== Given entries ==

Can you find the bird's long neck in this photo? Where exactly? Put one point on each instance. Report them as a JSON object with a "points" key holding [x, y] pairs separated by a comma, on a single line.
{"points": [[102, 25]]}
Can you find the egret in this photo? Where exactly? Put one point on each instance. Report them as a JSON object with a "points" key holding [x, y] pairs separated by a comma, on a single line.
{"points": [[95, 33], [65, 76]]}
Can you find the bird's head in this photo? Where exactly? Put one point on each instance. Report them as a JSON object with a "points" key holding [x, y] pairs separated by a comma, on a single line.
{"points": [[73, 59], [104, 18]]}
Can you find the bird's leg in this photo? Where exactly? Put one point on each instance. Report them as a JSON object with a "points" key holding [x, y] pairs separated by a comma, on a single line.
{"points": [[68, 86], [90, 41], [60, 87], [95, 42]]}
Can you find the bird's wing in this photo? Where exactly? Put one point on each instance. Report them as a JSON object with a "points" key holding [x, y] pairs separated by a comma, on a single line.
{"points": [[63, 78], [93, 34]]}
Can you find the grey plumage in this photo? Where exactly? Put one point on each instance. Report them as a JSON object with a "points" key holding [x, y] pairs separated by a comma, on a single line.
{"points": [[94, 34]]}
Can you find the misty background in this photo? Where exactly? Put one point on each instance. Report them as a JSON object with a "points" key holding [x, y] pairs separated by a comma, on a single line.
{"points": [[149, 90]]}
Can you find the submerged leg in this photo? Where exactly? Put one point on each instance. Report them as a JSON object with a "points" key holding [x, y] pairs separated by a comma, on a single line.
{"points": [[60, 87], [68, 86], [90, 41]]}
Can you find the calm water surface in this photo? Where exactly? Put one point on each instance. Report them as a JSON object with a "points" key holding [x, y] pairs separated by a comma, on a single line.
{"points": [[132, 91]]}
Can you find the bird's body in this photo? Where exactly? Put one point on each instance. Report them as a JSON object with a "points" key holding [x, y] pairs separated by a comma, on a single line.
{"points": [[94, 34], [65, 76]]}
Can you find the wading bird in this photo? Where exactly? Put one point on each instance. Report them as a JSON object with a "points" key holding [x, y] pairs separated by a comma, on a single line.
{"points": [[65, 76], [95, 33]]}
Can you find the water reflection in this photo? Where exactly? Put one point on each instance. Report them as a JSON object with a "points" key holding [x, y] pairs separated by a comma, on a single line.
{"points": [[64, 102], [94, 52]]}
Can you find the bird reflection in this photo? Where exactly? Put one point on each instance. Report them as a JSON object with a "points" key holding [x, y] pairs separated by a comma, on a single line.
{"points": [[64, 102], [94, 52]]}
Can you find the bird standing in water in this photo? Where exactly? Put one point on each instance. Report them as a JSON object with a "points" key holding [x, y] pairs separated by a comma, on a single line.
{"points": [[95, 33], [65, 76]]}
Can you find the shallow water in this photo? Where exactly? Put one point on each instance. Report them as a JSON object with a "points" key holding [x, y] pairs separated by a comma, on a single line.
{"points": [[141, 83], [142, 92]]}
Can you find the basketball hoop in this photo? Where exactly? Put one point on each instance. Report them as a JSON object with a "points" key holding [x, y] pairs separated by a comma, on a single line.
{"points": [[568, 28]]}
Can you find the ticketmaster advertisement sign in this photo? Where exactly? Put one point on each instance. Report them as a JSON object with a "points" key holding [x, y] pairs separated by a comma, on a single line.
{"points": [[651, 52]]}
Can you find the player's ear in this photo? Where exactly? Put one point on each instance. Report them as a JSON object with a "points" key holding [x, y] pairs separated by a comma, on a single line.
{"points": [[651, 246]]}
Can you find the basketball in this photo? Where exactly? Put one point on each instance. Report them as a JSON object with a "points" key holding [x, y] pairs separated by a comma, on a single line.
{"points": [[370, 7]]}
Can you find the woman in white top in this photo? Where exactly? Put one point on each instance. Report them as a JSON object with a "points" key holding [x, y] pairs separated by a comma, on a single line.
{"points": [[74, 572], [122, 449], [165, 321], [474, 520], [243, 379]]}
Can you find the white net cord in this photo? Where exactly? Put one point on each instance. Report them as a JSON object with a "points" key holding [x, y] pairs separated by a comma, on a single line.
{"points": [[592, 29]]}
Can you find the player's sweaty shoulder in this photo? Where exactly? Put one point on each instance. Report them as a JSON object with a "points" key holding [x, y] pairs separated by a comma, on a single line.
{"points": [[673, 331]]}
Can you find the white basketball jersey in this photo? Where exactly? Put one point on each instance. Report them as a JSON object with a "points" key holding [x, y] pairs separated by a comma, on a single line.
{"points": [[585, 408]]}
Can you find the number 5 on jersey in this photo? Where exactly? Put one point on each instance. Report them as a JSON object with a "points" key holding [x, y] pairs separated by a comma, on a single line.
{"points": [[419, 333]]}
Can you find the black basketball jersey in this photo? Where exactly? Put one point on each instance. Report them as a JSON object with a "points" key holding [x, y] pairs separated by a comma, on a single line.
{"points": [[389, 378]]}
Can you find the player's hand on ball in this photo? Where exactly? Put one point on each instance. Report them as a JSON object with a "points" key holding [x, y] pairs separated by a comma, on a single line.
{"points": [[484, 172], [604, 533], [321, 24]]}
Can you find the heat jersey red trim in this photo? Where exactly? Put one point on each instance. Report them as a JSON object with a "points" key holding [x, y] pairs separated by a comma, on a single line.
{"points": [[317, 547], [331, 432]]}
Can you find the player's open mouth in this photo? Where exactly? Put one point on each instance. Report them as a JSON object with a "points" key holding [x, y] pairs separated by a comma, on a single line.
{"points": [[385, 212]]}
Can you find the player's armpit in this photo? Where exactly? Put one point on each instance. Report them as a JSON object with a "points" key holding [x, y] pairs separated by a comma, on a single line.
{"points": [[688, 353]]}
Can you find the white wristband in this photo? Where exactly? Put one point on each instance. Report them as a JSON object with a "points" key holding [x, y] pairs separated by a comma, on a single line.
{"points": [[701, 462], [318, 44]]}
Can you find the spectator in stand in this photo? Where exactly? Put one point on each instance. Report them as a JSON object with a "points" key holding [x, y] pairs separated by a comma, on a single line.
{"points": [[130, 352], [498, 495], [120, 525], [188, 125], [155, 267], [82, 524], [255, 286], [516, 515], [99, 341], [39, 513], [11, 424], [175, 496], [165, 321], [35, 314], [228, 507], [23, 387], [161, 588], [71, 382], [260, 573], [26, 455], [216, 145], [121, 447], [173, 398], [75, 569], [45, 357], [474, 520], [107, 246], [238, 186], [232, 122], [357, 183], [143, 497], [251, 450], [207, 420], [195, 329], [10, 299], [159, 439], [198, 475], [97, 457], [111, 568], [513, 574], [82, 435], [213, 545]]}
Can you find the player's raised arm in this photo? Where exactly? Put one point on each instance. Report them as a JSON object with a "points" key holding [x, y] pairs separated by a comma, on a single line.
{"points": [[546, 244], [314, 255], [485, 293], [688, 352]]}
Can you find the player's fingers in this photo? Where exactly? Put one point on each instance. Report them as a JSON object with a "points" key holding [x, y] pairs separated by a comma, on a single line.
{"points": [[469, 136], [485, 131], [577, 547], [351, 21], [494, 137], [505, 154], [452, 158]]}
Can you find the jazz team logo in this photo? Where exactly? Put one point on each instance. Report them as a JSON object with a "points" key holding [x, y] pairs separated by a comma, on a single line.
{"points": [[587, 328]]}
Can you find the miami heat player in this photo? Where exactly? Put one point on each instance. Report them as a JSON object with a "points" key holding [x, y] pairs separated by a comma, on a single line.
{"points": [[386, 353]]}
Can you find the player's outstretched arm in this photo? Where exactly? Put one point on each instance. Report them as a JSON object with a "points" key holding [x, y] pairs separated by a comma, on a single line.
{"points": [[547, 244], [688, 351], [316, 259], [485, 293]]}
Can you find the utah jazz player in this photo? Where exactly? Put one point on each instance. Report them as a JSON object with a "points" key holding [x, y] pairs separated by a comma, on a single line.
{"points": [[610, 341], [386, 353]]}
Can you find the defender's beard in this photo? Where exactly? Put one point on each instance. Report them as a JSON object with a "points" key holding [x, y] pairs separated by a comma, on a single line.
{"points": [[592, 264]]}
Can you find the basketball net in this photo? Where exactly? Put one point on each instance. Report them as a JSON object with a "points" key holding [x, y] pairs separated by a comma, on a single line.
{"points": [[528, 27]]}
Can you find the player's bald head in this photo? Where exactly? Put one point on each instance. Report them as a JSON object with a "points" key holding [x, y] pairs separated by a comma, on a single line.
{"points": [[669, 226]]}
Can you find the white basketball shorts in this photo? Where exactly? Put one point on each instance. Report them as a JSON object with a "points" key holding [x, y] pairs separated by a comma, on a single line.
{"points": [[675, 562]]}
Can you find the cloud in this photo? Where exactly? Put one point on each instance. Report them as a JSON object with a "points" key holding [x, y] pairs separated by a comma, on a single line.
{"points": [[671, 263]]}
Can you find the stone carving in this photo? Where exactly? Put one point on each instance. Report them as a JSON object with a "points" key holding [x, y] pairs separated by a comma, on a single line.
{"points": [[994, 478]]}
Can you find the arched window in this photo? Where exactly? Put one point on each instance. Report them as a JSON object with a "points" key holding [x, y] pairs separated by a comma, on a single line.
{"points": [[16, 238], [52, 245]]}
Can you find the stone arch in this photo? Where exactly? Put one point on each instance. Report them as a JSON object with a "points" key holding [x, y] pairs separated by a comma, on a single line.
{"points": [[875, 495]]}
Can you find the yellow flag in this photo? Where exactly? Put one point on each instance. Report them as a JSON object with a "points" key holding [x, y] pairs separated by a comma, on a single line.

===

◆ Short exercise:
From the line containing "Can you find the stone carving" down to the final line of the data, write out every line exactly; both the first and last of these belong in your answer, and nothing else does.

◆ Solution below:
Can you find the stone carving in this photo? Where exactly? Put one point on each instance. Report them as a JSON object with a "points" key holding [x, y] pairs separated by a comma, on a single line.
{"points": [[994, 478]]}
Can you find the arched window in this photo? Where exactly? Put one point on each instance. Report them as a JSON object with a "points" key holding [x, y] pairs separated by a comma, on a single line.
{"points": [[16, 238], [52, 245]]}
Can you find the stone arch in this photo? Where exactly? Put one point on each instance. Report them as a JSON object with a "points" key holding [x, y] pairs separated by a comma, on a single line.
{"points": [[875, 495]]}
Can you find the yellow flag in this photo? Where exactly? Put one point on each instance. Report them as a JSON object with a "points" key holding [x, y] pairs separated by a comma, on a single line.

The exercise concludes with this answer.